After twenty-eight months of military service, he joined the PTT (Postal, Telegraph, and Telephone Services) as an auxiliary in Montluçon, following in his father's footsteps. Between 1961 and 1977, he progressed within the postal administration, becoming a telecommunications sector leader and a manager. Joining the French Communist Party in 1961, he engaged in activism within the PTT's General Confederation of Labour (CGT), simultaneously pursuing union work at the PTT and political beginnings within the PCF federation of Allier, where he served on the board from 1964 onwards.

Entering the Montluçon city council in 1972 with his friend Roger Loury, he was elected to the new Montluçon-West canton in the Allier General Council in 1973, becoming its First Vice President in 1976, and a regional councilor for Auvergne in 1977. In the same year, he was elected mayor of Montluçon and the following year, a deputy for Allier, and was chosen as secretary of the National Assembly.

▶ **Instructions to follow**:
Copy out the part of the passage on the Montluçon mayor's career starting at "After twenty-eight months" and ending at "from 1964 onwards.", word for word.

▶ **Information provided**:
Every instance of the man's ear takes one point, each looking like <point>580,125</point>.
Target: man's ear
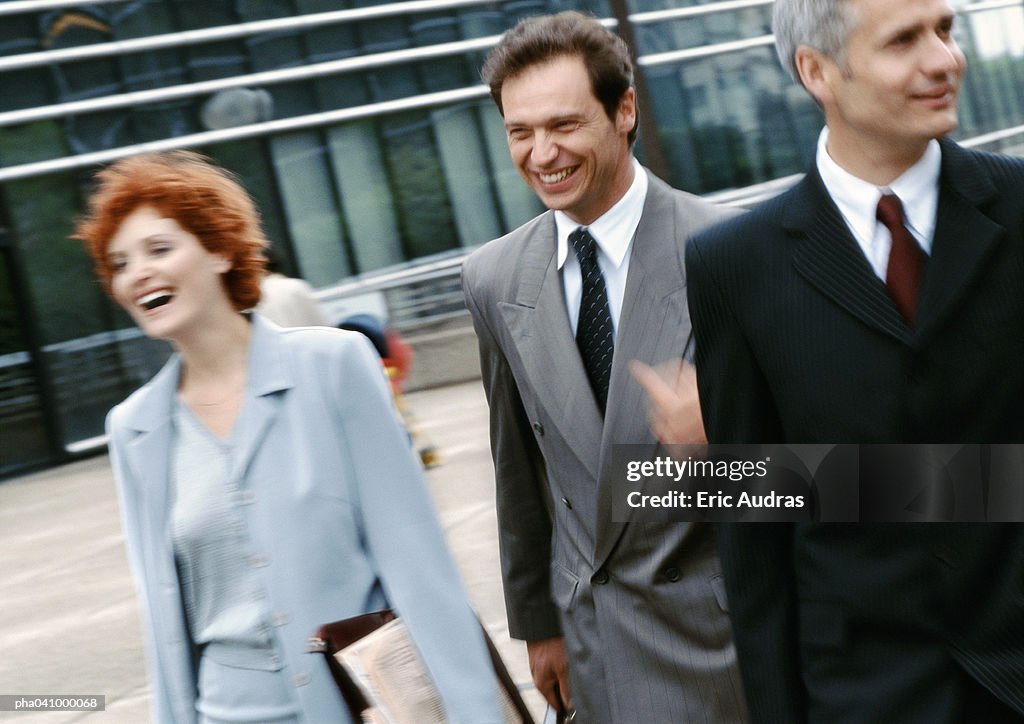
<point>626,115</point>
<point>222,265</point>
<point>815,73</point>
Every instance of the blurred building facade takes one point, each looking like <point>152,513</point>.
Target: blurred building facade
<point>365,134</point>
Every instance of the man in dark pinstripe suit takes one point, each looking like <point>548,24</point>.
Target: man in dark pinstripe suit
<point>880,300</point>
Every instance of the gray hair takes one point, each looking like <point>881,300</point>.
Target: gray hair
<point>822,25</point>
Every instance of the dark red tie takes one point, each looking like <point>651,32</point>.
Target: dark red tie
<point>906,259</point>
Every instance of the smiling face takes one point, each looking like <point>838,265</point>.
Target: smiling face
<point>898,86</point>
<point>164,277</point>
<point>573,157</point>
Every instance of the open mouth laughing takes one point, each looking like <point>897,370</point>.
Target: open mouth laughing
<point>558,176</point>
<point>154,300</point>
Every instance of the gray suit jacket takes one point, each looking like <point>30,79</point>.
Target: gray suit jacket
<point>641,605</point>
<point>331,492</point>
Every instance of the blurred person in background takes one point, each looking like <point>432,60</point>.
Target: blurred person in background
<point>266,484</point>
<point>285,300</point>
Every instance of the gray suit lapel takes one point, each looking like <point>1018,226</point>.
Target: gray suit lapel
<point>268,374</point>
<point>540,330</point>
<point>653,328</point>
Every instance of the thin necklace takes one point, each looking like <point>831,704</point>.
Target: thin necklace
<point>235,390</point>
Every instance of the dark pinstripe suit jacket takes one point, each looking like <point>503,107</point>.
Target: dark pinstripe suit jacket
<point>797,341</point>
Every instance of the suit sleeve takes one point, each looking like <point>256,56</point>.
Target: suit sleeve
<point>524,526</point>
<point>406,543</point>
<point>757,558</point>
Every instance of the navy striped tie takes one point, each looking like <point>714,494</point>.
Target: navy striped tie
<point>594,330</point>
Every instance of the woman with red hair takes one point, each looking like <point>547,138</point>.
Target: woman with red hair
<point>266,484</point>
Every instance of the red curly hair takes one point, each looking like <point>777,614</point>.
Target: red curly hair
<point>206,200</point>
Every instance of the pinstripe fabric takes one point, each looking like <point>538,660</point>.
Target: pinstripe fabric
<point>642,606</point>
<point>798,341</point>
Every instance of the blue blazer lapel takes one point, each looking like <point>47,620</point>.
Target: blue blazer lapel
<point>965,237</point>
<point>269,374</point>
<point>826,255</point>
<point>147,454</point>
<point>539,328</point>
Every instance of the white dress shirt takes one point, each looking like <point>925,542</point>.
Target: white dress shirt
<point>857,200</point>
<point>613,232</point>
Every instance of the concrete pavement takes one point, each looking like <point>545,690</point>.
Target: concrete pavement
<point>69,619</point>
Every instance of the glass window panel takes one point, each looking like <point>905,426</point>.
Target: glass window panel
<point>24,437</point>
<point>366,196</point>
<point>308,199</point>
<point>518,204</point>
<point>464,161</point>
<point>425,211</point>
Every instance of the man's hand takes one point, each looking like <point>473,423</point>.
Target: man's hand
<point>674,409</point>
<point>550,672</point>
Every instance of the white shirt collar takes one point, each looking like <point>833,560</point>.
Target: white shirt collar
<point>614,228</point>
<point>857,200</point>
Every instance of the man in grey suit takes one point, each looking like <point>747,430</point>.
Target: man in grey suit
<point>623,622</point>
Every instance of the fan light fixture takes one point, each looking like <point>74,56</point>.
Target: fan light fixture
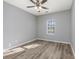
<point>38,5</point>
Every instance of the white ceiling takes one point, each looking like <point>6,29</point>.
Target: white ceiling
<point>53,5</point>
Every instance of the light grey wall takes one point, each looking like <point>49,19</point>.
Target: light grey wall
<point>63,31</point>
<point>19,26</point>
<point>73,26</point>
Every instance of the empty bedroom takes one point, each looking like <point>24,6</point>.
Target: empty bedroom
<point>38,29</point>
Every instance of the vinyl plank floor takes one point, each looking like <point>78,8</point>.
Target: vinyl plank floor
<point>45,50</point>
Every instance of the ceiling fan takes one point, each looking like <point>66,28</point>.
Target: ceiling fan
<point>38,5</point>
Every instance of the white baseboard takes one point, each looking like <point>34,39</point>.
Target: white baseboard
<point>18,45</point>
<point>53,40</point>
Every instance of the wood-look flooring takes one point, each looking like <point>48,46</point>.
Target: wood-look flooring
<point>46,50</point>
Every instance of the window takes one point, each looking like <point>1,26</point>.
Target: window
<point>51,25</point>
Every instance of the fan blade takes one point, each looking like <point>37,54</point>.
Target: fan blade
<point>44,7</point>
<point>30,6</point>
<point>32,1</point>
<point>43,1</point>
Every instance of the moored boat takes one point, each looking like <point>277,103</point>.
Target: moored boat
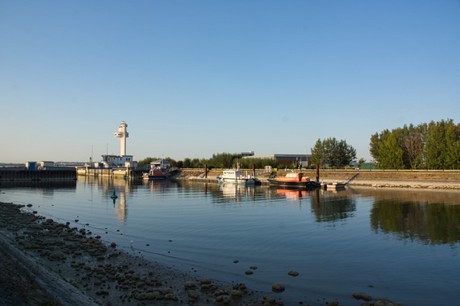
<point>235,176</point>
<point>293,180</point>
<point>159,170</point>
<point>334,186</point>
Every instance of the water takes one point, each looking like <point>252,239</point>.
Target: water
<point>401,245</point>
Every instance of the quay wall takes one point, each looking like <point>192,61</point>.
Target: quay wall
<point>19,175</point>
<point>429,179</point>
<point>112,172</point>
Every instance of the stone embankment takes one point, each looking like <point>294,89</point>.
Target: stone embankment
<point>426,179</point>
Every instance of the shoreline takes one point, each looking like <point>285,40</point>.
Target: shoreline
<point>70,266</point>
<point>407,179</point>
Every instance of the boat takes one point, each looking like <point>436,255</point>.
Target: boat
<point>159,170</point>
<point>235,176</point>
<point>293,180</point>
<point>334,186</point>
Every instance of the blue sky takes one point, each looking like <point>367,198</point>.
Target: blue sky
<point>194,78</point>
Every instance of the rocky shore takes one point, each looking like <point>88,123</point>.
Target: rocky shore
<point>414,179</point>
<point>44,262</point>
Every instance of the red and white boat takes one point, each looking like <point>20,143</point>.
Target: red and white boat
<point>294,180</point>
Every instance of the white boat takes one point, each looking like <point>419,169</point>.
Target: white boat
<point>237,177</point>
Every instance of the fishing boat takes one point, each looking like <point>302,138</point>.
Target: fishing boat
<point>159,170</point>
<point>334,186</point>
<point>235,176</point>
<point>293,180</point>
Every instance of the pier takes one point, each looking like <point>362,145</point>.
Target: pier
<point>25,175</point>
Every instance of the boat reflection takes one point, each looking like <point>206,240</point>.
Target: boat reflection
<point>236,193</point>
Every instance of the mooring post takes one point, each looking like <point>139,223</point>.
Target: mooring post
<point>317,173</point>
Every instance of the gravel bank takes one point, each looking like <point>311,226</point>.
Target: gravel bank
<point>48,263</point>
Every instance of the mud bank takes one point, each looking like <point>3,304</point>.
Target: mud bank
<point>49,263</point>
<point>416,179</point>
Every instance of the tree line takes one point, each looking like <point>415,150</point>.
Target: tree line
<point>435,145</point>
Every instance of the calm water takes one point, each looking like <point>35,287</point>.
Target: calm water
<point>400,245</point>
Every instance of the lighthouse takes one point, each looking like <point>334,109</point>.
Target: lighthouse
<point>122,133</point>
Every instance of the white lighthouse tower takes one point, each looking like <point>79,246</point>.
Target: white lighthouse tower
<point>121,160</point>
<point>122,133</point>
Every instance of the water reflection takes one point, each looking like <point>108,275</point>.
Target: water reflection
<point>429,223</point>
<point>332,207</point>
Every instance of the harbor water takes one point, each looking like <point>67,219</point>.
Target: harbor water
<point>401,245</point>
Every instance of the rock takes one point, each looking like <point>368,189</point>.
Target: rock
<point>362,296</point>
<point>293,273</point>
<point>278,287</point>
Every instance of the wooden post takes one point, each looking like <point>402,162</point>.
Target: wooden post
<point>317,173</point>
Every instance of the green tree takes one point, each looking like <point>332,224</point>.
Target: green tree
<point>436,146</point>
<point>333,153</point>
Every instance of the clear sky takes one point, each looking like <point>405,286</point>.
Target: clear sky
<point>194,78</point>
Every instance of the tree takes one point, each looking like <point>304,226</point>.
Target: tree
<point>333,153</point>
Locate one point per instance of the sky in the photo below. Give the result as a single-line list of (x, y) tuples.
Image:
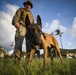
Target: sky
[(55, 14)]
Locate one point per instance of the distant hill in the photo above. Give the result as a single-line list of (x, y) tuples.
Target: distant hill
[(68, 50)]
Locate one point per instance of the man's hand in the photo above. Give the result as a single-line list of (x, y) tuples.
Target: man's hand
[(17, 25)]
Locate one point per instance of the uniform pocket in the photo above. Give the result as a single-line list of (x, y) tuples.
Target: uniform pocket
[(22, 30)]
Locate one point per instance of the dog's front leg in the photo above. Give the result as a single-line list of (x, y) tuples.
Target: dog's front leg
[(31, 55), (45, 51)]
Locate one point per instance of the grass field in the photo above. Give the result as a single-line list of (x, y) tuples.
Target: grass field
[(7, 67)]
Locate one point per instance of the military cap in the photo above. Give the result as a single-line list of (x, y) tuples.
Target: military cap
[(29, 3)]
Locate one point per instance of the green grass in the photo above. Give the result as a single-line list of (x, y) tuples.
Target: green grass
[(7, 67)]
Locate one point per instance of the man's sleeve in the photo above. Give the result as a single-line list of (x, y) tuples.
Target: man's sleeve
[(16, 17)]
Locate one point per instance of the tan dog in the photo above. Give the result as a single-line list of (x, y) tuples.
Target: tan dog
[(37, 40)]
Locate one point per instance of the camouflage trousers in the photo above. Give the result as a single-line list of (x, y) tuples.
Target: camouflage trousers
[(19, 37)]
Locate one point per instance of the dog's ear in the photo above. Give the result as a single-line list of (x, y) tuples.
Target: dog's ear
[(27, 21), (39, 21)]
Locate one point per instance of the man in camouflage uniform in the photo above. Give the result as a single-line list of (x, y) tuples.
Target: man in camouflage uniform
[(19, 22)]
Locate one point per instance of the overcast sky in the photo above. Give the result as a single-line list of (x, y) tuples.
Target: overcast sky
[(55, 14)]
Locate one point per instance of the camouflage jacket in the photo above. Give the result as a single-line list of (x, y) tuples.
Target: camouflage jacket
[(20, 15)]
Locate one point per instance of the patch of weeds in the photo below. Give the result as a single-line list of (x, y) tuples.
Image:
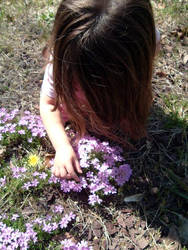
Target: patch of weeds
[(177, 112), (173, 8)]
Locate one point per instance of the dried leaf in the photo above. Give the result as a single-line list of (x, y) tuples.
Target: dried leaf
[(111, 228)]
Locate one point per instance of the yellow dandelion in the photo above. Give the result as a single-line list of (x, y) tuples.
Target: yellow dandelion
[(33, 160)]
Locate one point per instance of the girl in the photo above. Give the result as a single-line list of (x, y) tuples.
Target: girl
[(99, 76)]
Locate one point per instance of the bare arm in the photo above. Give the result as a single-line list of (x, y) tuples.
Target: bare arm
[(65, 164)]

▶ **Task answer**:
After twenty-eight months of military service, he joined the PTT (Postal, Telegraph, and Telephone Services) as an auxiliary in Montluçon, following in his father's footsteps. Between 1961 and 1977, he progressed within the postal administration, becoming a telecommunications sector leader and a manager. Joining the French Communist Party in 1961, he engaged in activism within the PTT's General Confederation of Labour (CGT), simultaneously pursuing union work at the PTT and political beginnings within the PCF federation of Allier, where he served on the board from 1964 onwards.